Page text =>
• • •
The utilization of drones in various industries, such as agriculture, infrastructure inspection, and surveillance, has significantly increased in recent years. However, navigating low-altitude environments poses a challenge due to potential collisions with “unseen” obstacles like power lines and poles, leading to safety concerns and equipment damage. Traditional obstacle avoidance systems often struggle with detecting thin and transparent obstacles, making them ill-suited for scenarios involving power lines, which are essential yet difficult to perceive visually. Together with partners that are active in logistics and safety and security domains, this project proposal aims at conducting feasibility study on advanced obstacle detection and avoidance system for low-flying drones. To that end, the main research question is, “How can AI-enabled, robust and module invisible obstacle avoidance technology can be developed for low-flying drones? During this feasibility study, cutting-edge sensor technologies, such as LiDAR, radar, camera and advanced machine learning algorithms will be investigated to what extent they can be used be to accurately detect “Not easily seen” obstacles in real-time. The successful conclusion of this project will lead to a bigger project that aims to contribute to the advancement of drone safety and operational capabilities in low-altitude environments, opening new possibilities for applications in industries where low-flying drones and obstacle avoidance are critical.
• • •
Task to carry out =>
Please say which kinds of obstacles traditional avoidance systems often have trouble detecting, according to the passage on drone obstacle avoidance. The entries aren't needed for any of this.
• • •
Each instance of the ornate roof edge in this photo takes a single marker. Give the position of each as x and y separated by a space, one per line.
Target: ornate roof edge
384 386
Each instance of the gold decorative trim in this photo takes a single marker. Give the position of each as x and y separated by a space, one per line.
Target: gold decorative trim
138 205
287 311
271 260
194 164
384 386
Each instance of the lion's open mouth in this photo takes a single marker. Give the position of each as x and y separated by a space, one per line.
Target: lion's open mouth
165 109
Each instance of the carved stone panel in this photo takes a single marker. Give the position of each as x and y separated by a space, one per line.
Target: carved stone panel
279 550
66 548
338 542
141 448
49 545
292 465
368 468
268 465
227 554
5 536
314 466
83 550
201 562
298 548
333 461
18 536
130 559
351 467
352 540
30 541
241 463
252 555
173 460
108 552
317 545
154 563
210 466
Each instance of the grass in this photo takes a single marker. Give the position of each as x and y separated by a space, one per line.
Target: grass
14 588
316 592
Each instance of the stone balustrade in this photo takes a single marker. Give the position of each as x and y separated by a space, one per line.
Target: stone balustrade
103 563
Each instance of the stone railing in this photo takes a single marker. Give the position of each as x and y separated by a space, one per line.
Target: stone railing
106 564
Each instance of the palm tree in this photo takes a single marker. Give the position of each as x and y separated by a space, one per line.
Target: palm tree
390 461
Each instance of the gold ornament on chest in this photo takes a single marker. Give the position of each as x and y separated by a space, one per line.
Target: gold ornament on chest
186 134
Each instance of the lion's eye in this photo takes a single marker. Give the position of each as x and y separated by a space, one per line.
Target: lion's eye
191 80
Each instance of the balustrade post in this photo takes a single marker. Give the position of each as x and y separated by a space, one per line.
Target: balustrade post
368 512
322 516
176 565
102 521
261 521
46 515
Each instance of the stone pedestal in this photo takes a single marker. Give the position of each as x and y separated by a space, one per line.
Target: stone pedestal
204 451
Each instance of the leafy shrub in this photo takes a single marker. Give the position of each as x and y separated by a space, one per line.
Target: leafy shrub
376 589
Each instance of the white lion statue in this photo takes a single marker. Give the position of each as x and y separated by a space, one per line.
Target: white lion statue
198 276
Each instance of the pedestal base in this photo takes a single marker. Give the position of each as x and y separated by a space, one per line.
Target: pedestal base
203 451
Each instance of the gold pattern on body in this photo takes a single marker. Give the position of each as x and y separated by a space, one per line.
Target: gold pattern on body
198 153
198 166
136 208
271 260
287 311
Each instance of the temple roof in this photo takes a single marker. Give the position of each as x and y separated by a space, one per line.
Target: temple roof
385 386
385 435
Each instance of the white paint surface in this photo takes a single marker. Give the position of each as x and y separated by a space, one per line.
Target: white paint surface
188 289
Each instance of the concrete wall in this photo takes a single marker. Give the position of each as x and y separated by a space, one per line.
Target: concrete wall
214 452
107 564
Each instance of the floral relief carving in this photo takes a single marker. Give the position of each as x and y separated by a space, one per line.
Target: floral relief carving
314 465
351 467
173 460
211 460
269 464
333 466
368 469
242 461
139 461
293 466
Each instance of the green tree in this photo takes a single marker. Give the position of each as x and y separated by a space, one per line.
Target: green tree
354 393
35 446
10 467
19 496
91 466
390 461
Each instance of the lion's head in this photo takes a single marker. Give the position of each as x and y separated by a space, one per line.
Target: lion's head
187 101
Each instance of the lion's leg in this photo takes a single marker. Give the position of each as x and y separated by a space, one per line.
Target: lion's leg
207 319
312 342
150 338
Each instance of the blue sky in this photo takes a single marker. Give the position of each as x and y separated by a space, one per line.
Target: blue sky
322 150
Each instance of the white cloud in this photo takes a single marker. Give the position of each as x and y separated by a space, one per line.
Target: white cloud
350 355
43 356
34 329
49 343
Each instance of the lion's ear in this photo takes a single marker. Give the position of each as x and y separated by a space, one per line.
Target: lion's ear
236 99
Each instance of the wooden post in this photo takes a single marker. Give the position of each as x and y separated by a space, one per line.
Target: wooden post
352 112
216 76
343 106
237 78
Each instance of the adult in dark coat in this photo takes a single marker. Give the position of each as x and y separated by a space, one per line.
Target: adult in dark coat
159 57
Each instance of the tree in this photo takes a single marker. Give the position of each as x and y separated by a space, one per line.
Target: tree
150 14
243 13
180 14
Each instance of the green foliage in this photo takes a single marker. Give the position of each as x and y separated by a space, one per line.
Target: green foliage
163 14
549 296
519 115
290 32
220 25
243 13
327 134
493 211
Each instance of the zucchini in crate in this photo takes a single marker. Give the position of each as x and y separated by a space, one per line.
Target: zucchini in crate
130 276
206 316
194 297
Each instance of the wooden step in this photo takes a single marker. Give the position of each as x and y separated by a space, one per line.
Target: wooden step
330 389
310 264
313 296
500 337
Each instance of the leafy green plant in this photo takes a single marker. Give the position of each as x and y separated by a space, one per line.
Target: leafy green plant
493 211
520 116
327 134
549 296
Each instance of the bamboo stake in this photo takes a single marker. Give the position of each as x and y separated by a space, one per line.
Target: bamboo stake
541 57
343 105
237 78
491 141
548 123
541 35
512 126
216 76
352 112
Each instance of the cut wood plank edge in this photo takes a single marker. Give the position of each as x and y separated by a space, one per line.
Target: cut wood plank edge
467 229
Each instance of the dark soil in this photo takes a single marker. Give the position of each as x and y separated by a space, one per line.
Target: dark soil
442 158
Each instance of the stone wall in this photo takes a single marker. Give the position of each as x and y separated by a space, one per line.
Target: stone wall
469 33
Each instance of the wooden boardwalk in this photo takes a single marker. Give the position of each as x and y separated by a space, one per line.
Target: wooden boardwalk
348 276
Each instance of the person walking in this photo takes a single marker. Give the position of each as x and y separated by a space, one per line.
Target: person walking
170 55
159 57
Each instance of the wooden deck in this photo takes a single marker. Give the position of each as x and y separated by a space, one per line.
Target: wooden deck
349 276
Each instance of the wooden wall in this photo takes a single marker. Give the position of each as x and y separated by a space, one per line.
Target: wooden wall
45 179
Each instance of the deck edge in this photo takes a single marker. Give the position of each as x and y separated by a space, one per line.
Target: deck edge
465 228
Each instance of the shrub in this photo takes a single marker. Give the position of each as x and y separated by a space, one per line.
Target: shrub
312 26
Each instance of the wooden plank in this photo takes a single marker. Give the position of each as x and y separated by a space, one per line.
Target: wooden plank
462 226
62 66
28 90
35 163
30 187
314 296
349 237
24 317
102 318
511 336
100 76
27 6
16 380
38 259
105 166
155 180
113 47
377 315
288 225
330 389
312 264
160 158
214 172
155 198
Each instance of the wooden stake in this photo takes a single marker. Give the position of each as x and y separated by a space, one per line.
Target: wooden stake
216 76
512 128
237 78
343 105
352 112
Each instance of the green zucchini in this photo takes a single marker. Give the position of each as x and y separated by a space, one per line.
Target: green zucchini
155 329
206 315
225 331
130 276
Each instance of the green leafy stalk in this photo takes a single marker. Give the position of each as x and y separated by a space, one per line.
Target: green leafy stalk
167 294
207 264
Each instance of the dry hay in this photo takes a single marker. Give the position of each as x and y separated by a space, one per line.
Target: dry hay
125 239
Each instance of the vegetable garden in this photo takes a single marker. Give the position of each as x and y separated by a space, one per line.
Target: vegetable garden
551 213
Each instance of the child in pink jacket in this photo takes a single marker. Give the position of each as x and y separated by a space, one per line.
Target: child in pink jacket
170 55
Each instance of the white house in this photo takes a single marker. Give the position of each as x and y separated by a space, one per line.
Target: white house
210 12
• • •
Task result =>
Thin and transparent obstacles.